▶ _EXERCISE DETAILS_:
Could you print each of the records below exactly?

▶ _Point-per-instance localization data_:
************

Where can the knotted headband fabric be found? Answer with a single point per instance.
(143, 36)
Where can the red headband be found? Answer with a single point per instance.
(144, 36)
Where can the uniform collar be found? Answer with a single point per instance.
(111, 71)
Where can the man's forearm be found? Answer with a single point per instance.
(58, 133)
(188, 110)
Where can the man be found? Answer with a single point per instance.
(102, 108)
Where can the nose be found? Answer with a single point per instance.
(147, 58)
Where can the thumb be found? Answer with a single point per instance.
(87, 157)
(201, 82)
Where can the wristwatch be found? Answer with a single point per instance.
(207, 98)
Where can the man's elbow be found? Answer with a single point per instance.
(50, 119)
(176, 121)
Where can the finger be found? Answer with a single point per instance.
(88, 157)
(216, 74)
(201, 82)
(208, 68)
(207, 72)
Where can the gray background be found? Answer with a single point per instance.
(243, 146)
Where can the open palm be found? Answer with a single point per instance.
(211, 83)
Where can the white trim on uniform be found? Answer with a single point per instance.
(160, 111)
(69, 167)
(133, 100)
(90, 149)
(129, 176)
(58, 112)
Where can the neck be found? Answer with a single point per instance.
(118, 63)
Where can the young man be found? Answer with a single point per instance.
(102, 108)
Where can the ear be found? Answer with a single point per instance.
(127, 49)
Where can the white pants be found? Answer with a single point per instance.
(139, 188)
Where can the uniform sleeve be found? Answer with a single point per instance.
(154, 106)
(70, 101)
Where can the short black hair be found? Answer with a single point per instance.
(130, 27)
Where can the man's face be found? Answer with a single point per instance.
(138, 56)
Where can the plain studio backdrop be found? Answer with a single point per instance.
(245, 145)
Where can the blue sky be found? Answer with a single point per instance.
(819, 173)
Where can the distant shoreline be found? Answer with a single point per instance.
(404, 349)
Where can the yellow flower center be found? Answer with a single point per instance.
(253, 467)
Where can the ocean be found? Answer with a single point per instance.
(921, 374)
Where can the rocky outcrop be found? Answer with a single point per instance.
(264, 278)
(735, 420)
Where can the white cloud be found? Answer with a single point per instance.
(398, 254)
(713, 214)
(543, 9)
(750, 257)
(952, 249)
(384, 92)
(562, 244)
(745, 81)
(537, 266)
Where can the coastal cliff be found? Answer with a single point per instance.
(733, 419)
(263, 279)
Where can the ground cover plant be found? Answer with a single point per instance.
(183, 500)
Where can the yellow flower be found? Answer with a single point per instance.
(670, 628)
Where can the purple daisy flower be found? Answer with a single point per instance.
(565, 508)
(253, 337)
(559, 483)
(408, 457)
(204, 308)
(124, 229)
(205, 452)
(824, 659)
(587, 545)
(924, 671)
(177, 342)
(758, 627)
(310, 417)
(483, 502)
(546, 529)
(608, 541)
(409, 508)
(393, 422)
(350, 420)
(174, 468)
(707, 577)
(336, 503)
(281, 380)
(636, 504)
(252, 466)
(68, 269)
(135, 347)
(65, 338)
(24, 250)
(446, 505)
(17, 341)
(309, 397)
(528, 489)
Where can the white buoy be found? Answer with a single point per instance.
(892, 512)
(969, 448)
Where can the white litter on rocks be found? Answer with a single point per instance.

************

▶ _PROBLEM SOLUTION_:
Where can the knotted headband fabric be found? Answer with a single point per instance.
(143, 36)
Where can the red headband be found? Answer with a single point per instance.
(144, 36)
Where can the uniform collar be found? Answer with a single point per instance.
(111, 71)
Where can the man's forearm be found? Answer with a single point per instance.
(58, 133)
(188, 110)
Where can the man be found? Answer with a single point per instance.
(102, 108)
Where can the nose be found? Answer with a single point per instance.
(147, 58)
Where can the thumb be found? Answer with a single point per instance.
(87, 157)
(201, 82)
Where can the wristwatch be found? Answer with a single point per instance.
(207, 98)
Where can the man's elbow be found? Answer with a single point per instance.
(50, 119)
(176, 121)
Where can the finger be found? Answer with a single point per instance.
(88, 157)
(216, 74)
(201, 82)
(208, 68)
(207, 72)
Where can the gray background be found? Answer with a single point per instance.
(243, 146)
Where can the open palm be found? Answer with a single point per instance.
(211, 83)
Where can the white trim on uniform be found? Answer with a single point per instance.
(160, 111)
(69, 167)
(133, 100)
(90, 149)
(129, 176)
(58, 112)
Where can the neck be found? Answer with a single point per instance.
(118, 63)
Where can the young man be found? Answer with a single point per instance.
(102, 108)
Where can the ear be found? Answer with a single point per instance.
(127, 49)
Where can the white pants be found? Answer with a single point per instance.
(139, 188)
Where can the uniform sleeve be found? Answer with a single point per instance.
(154, 106)
(70, 101)
Where can the short black hair be found? Answer with a single point per instance.
(130, 27)
Where can the man's face be found? Answer with a single point per instance.
(138, 56)
Where can the plain studio backdrop be found? Answer with a single point per instance.
(245, 145)
Where can the blue sky be found? Answer with a single point per instance.
(819, 173)
Where can the distant shoreline be found? Answer with a single point per instance.
(404, 349)
Where can the yellow flower center be found? Answer with a single point per instance.
(253, 467)
Where can the ocean be found? Answer with a single point per instance.
(921, 374)
Where can the rocky outcrop be found? Answer with a single point per instance.
(264, 278)
(735, 420)
Where can the white cloud be found? Answer with a single point per instance.
(398, 254)
(713, 214)
(543, 9)
(750, 257)
(952, 249)
(384, 92)
(562, 244)
(745, 81)
(537, 266)
Where can the coastal cliff be found? Answer with a single point per instance.
(733, 419)
(263, 279)
Where can the ground cover plant be found? Answer with a single point per instance.
(183, 500)
Where can the yellow flower be found? Answer with a single point per instance.
(670, 628)
Where can the purple daisy flower be found? Answer with a single point per instance.
(565, 508)
(253, 337)
(559, 483)
(408, 457)
(204, 308)
(124, 229)
(205, 452)
(824, 659)
(587, 545)
(924, 671)
(177, 342)
(758, 627)
(310, 417)
(483, 502)
(546, 529)
(608, 541)
(409, 508)
(393, 422)
(350, 420)
(174, 468)
(707, 577)
(336, 503)
(281, 380)
(636, 504)
(252, 466)
(68, 269)
(135, 347)
(65, 338)
(24, 250)
(446, 505)
(17, 341)
(309, 397)
(528, 489)
Where can the white buoy be found? Answer with a single point per instance.
(892, 512)
(969, 448)
Where can the white litter on rocks be found? Answer with a single point per instance.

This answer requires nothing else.